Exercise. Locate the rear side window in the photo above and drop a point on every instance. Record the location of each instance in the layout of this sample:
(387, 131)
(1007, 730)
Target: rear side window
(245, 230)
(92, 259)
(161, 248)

- - - - -

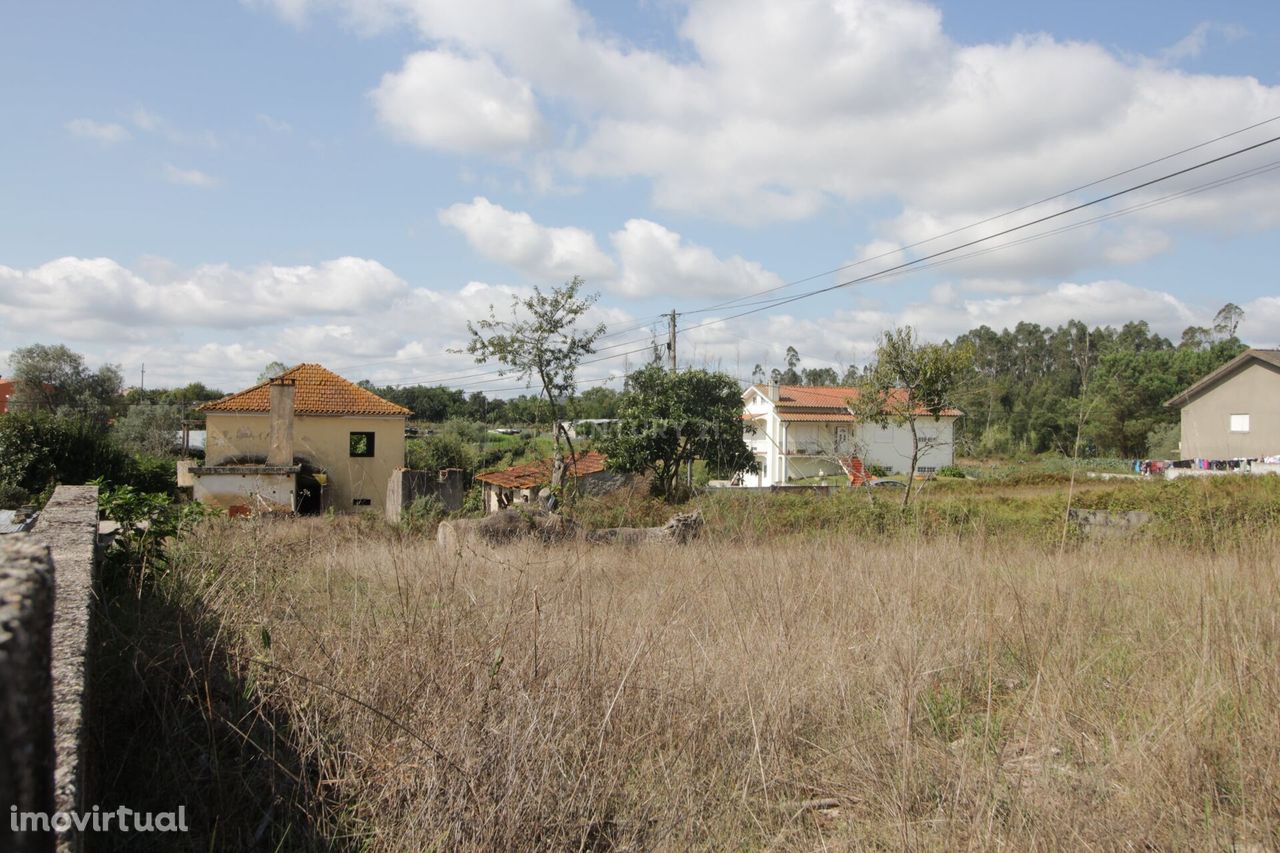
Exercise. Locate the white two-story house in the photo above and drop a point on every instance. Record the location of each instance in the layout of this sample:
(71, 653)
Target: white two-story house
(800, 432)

- - - - -

**Problem statement**
Within the listing above, find every line containing the string "Exercise" and return it.

**Response box**
Exercise. Locate the rear side window in the photo above and drop a point on every instance. Record the location of each instance in the layout of this sample:
Exercise. Locate the white two-story house in the photo above and drop a point on every instance. Record the location of each instance in the layout of this sample:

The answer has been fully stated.